══ EXTRAIT FOURNI

Sous la Loi sur la citoyenneté en vigueur avant juin 2015, bien que la Cour fédérale a rendu plusieurs décisions concernant des personnes impliquées dans les crimes commis par les Nazis pendant la deuxième guerre mondiale, nous nous limiterons aux décisions plus récentes. Ainsi, la Cour a déterminé que deux personnes, Branko Rogan et Celestin Halindintwali, ont acquis la citoyenneté canadienne par fraude, fausse déclaration ou dissimulation intentionnelle de faits essentiels en relation avec leur participation dans la commission de crimes contre l’humanité respectivement en Bosnie et au Rwanda (voir ici  et ici). Subséquemment, le Gouverneur en conseil a révoqué leur citoyenneté. 

Enfin, dans l’affaire Rubuga qui a été rendue après juin 2015, la Cour fédérale a déterminé que le défendeur a acquis la citoyenneté par fraude, fausse déclaration ou dissimulation intentionnelle de faits essentiels, notamment en relation avec son identité, son parcours scolaire et son emploi en dissimulant le fait que pendant le génocide rwandais de 1994, il a été sous-lieutenant dans les Forces armées rwandaises qui ont participé à l’organisation et à la perpétration du génocide au Rwanda. Il s’agit du premier jugement qui a eu pour effet de révoquer la citoyenneté canadienne d’une personne [Rubuga, paras. 67, 106-110 ] (voir ici).

L’affaire Kljajic

M. Kljajic (le défendeur) a obtenu le statut de résident permanent dans la catégorie des réfugiés en août 1995 et la citoyenneté canadienne en novembre 1999 (voir para. 22 du jugement).

Pendant le processus d’acquisition de son statut de résident permanent et de sa citoyenneté canadienne, il a omis de mentionner qu’en 1992, il a occupé le poste important de sous-secrétaire du RS-MUP. De plus, l’historique d’emploi et les renseignements relatifs à sa résidence figurant dans sa demande de résidence permanente se sont avérés faux. Entre autres, le défendeur a déclaré qu’il a travaillé comme avocat à Sarajevo entre 1980 et 1993 (voir para. 101 du jugement).

════
══ DONNÉES ENREGISTRÉES

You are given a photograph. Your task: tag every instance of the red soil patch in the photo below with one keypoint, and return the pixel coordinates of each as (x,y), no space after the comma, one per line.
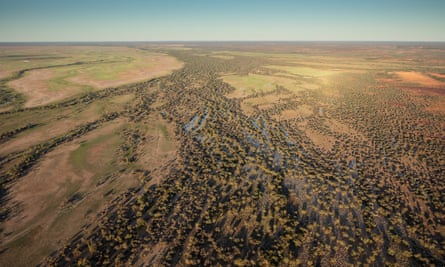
(438,75)
(424,91)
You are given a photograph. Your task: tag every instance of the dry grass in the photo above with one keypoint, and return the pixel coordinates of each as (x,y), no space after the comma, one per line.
(35,86)
(47,218)
(418,78)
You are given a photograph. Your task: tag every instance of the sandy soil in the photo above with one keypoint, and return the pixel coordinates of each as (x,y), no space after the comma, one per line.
(46,132)
(34,85)
(4,73)
(159,148)
(438,75)
(419,78)
(160,65)
(43,222)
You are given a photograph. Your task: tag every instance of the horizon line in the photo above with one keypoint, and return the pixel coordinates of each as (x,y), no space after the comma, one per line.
(221,41)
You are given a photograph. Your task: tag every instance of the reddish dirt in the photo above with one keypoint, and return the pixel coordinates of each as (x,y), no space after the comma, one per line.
(418,78)
(424,91)
(43,194)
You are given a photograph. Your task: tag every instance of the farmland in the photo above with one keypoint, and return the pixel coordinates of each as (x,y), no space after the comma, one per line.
(218,154)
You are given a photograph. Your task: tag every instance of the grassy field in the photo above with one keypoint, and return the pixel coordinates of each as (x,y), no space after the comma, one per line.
(51,74)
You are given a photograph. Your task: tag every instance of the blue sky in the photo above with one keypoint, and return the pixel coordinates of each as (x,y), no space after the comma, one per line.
(222,20)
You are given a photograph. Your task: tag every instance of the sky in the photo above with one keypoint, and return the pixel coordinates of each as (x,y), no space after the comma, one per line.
(221,20)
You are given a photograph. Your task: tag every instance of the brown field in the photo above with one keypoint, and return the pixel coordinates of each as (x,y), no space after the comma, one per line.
(324,154)
(47,217)
(419,78)
(36,88)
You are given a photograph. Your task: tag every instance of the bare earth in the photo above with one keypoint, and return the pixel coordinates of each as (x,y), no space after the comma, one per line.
(35,86)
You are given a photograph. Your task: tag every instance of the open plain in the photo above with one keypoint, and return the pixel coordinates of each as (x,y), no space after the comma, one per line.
(223,154)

════

EXERCICES:
a – Pour chacune des affirmations suivantes, indiquez par oui ou par non si elle concorde avec l'extrait sur la révocation de la citoyenneté, et citez à l'identique les mots qui le montrent. (i) M. Kljajic a obtenu la citoyenneté canadienne en novembre 1999. (ii) L'affaire Rubuga a été rendue avant juin 2015. (iii) Le défendeur Kljajic a déclaré avoir travaillé comme avocat à Belgrade.
b – Mettez à jour la partie de la liste qui commence à la ligne contenant « of the brown » et se termine à la fin de la liste, en remplaçant « pixel coordinates » par « image coordinates » sans rien modifier d'autre. Ne redonnez que ces lignes.
L'extrait et la liste proviennent de sources distinctes.

CORRIGÉ:
a –
(i) Oui : « la citoyenneté canadienne en novembre 1999 ».
(ii) Non : « qui a été rendue après juin 2015 ».
(iii) Non : « le défendeur a déclaré qu’il a travaillé comme avocat à Sarajevo entre 1980 et 1993 ».

b –
You are given a photograph. Your task: tag every instance of the brown field in the photo above with one keypoint, and return the image coordinates of each as (x,y), no space after the comma, one per line.
(324,154)
(47,217)
(419,78)
(36,88)
You are given a photograph. Your task: tag every instance of the bare earth in the photo above with one keypoint, and return the image coordinates of each as (x,y), no space after the comma, one per line.
(35,86)
You are given a photograph. Your task: tag every instance of the open plain in the photo above with one keypoint, and return the image coordinates of each as (x,y), no space after the comma, one per line.
(223,154)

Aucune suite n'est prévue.